- [Required action 1]
In the text on identifying Portulaca samples, which tool was used to align the sequences for the maximum likelihood tree?
- [Required action 2]
Repeat the part of the Portulaca identification text that begins at the words "The analysis used" and stops after the words "(Xia & Xie, 2001).".
- [Required action 3]
Go on with the text on identifying Portulaca species, picking up after its final sentence.

- [Document extract]
The analysis used consensus sequences obtained using DNA Sequence Assembler version 5.15 (2018) or if unavailable, uni-directional reads. Fragment length and GC content obtained using the MEGA X Software (Kumar et al., 2018), if consistent with reported values indicate the authenticity of loci (Buckler & Holtsford, 1996). Authenticity is also indicated by a lack of stop codons in the reading frame of the coding locus rbcl and was determined using the Barcode of Life Database (BOLD) (Ratnasingham & Hebert, 2007). Sequence homogeneity in evolution and substitution saturation were determined using the Disparity Index (ID) in MEGA (Kumar & Gadagkar, 2001) and the Iss statistics, in the DAMBE Software (Xia & Xie, 2001).

To identify and differentiate species we used the BLASTN (Altschul et al., 1990) and created a maximum likelihood tree using MEGA X (Kumar et al., 2018). We assigned identities based on the highest score obtained when the sequences were queried using the BLAST (via (http://blast.ncbi.nlm.nih.gov/Blast.cgi). In the case of ITS2, the ITS2 database was used to assign species name based on a BLAST which uses structure and sequence (Merget et al., 2012).

The maximum likelihood tree was generated using sequences aligned with t-Coffee (Di Tommaso et al., 2011) according to the best-fit nucleotide substitution model selected based on the Akaike information criterion (AIC) calculated in MEGA X (Kumar et al., 2018). Sequences clustered in monophyletic clades in the tree enable species discrimination (Fazekas et al., 2008). Node support evaluated with bootstrapping (BS) (Felsenstein, 1985), was interpreted as giving relatively reliable support of the relationship when BS is between 70 and 85 and strong support when BS is more than 85 (Kress et al., 2002).

Findings

Provisional morphological identification

The plant samples were assigned to the Portulaca genus, diagnosed by the contracted head-like inflorescence and the fruit’s dehiscent top portion shed intact as a lid (Nyffeler & Eggli, 2010). Morphology provided temporary species assignments to P. oleracea (PO), P. grandiflora (PG) and P. umbraticola (PU).

The temporary identification to P. oleraceae was based on several characteristics. The arrangement of the vascular bundles in a zig-zag manner seen in the leaf cross-section (Figure 01 B), is a diagnostic character of the Olecaceae clade (Ocampo et al., 2013; Voznesenskaya et al., 2010). Species assignment within the clade was based on the alternate but pseudopposite leaves which are spatulate in shape (Fig 01C), and absence of hairs in the leaf axils when observed with the naked eyes as mentioned by Ocampo et al. (2013). The small yellow flower (Figure 01 A), referred to by Cudney et al., (2017) also differentiated it from the other two species.

- [Records supplied]
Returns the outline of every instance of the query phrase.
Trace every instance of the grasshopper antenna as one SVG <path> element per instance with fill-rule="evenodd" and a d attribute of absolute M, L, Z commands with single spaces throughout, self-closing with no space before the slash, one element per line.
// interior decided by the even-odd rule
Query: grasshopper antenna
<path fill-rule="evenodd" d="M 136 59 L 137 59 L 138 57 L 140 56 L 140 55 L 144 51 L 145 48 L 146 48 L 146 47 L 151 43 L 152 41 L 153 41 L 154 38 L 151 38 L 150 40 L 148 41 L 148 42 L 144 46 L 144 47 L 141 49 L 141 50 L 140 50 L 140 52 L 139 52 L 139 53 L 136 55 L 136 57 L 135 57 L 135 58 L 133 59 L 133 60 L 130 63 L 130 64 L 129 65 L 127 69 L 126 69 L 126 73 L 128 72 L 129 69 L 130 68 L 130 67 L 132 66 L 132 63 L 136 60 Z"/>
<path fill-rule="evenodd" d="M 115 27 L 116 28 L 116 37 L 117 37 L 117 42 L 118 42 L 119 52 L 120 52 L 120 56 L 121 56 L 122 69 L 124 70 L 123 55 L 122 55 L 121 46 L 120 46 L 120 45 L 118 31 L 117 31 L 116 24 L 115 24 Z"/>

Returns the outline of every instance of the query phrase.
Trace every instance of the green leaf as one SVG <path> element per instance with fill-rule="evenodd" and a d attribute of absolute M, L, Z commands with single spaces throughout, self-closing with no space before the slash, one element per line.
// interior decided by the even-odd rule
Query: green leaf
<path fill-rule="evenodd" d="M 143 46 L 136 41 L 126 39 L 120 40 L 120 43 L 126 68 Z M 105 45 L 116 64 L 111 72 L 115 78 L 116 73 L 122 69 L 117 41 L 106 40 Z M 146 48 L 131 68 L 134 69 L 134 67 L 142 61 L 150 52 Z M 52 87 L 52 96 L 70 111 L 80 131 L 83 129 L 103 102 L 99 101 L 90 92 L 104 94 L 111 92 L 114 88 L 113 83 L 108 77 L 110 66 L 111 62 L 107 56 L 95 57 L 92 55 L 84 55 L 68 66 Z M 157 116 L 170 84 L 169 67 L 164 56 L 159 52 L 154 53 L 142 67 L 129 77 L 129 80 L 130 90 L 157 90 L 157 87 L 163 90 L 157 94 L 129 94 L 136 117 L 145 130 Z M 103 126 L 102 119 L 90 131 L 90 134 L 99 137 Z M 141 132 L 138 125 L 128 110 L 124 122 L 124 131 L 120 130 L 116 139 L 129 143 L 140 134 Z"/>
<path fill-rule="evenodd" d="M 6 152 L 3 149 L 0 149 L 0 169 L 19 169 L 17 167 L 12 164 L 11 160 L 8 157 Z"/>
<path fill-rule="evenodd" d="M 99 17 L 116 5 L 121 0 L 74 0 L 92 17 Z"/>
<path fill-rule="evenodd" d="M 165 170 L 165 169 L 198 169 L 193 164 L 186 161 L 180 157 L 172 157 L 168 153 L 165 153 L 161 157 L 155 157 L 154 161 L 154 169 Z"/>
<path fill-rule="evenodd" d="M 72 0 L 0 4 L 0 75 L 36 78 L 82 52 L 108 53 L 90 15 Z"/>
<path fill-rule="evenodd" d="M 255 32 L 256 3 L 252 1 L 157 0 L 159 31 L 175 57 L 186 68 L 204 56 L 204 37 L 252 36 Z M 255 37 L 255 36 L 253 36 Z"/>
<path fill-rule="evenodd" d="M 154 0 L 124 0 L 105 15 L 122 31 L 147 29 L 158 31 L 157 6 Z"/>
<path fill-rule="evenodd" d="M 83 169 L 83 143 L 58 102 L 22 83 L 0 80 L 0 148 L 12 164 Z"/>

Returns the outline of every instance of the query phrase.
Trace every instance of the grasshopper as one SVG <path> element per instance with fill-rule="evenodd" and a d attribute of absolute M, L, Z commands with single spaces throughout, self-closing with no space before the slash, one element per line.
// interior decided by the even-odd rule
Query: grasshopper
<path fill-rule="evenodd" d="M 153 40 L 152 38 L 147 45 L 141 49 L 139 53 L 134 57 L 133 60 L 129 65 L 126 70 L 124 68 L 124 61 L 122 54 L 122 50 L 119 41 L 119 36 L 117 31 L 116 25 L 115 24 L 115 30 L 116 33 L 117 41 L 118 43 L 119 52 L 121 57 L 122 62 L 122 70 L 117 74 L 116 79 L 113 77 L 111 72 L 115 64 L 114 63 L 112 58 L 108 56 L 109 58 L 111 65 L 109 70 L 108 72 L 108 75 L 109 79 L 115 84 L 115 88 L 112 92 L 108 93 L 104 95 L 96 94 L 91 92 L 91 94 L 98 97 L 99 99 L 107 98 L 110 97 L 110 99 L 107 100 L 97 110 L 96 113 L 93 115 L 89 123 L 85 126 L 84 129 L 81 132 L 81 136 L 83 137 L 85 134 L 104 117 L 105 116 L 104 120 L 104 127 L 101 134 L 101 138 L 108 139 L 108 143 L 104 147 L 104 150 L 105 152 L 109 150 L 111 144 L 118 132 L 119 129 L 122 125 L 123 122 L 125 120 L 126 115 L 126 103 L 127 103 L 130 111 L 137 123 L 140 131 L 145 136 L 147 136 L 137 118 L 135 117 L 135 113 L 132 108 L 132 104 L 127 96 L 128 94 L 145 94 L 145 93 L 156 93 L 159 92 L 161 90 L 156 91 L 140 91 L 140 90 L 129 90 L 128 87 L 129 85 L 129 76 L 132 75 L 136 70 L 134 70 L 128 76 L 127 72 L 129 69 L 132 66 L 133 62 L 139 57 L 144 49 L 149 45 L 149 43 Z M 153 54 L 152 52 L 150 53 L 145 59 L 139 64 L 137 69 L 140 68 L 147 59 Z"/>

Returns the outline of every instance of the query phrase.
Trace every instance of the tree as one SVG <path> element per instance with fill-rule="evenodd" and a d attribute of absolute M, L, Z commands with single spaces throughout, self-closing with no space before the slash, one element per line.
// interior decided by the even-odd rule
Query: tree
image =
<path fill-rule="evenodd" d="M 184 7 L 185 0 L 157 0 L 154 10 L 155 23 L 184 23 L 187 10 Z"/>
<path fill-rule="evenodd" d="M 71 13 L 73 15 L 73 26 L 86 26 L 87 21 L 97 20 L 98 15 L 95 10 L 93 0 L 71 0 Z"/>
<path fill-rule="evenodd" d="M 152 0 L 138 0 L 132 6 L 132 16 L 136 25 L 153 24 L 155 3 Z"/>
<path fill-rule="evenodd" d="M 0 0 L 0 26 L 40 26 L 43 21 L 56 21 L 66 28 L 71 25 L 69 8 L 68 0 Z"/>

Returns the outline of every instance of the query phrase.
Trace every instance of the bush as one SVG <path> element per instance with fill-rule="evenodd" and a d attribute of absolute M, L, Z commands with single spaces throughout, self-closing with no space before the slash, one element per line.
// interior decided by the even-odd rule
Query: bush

- [Written reply 1]
t-Coffee

- [Written reply 2]
The analysis used consensus sequences obtained using DNA Sequence Assembler version 5.15 (2018) or if unavailable, uni-directional reads. Fragment length and GC content obtained using the MEGA X Software (Kumar et al., 2018), if consistent with reported values indicate the authenticity of loci (Buckler & Holtsford, 1996). Authenticity is also indicated by a lack of stop codons in the reading frame of the coding locus rbcl and was determined using the Barcode of Life Database (BOLD) (Ratnasingham & Hebert, 2007). Sequence homogeneity in evolution and substitution saturation were determined using the Disparity Index (ID) in MEGA (Kumar & Gadagkar, 2001) and the Iss statistics, in the DAMBE Software (Xia & Xie, 2001).

- [Written reply 3]
Figure 1: P. oleracea A. Floral appearance B. Leaf vascular bundle arrangement C. Leaf appearance
P. oleracea A. Floral appearance B. Leaf vascular bundle arrangement C. Leaf appearance
See Full Size >

The second species was first inferred to be in the Pilosa clade, based on conspicuous leaf axillary hairs (Ocampo et al., 2013), and vascular bundles arranged in a peripheral ring with the water storage cells located in the central part (Figure 02 B, Ocampo et al., 2013). The terete-leaves leaves (Figure 02C) further narrowed identification to P. grandiflora or P. pilosa . The discrimination between P. pilosa and P. grandiflora is subjective. Sivarajan (1981) treated P. grandiflora as a subspecies of P. pilosa . However, there are references to the difference between the two. P. grandiflora , is recorded to have bigger flowers (Figure 02 A), 29 ± 0.2mm in diameter (n = 10) in this study versus 25 mm diameter reported in P. pilosa (Wu et al., 2003). P. grandiflora also has a hypodermal layer of cells, which is absent in P. pilosa (Ocampo et al., 2013). Additionally, the leaf axils are densely pilose in P. pilosa (Wu et al., 2003), which were not observed in the samples in this study. Thus, the provisional conclusion is that the species used in this study is P. grandiflora (see Figure 2 );

Figure 2: P. grandiflora A. Floral appearance B. Leaf vascular bundle arrangement C. Leaf appearance
P. grandiflora A. Floral appearance B. Leaf vascular bundle arrangement C. Leaf appearance
See Full Size >

P. umbraticola was provisionally identified based on the diagnostic character of a wing around the dehiscence line of the capsule (Figure 03 A) (Ocampo & Columbus, 2012), and the arrangement of the vascular bundles in a nearly straight line (Figure 03 B; Voznesenskaya et al., 2010). Also, as reported by Legrand (1962), there was variation in flower colour in this species. The leaves of P. umbraticola (Figure 03 C) was not a defining characteristic for this species.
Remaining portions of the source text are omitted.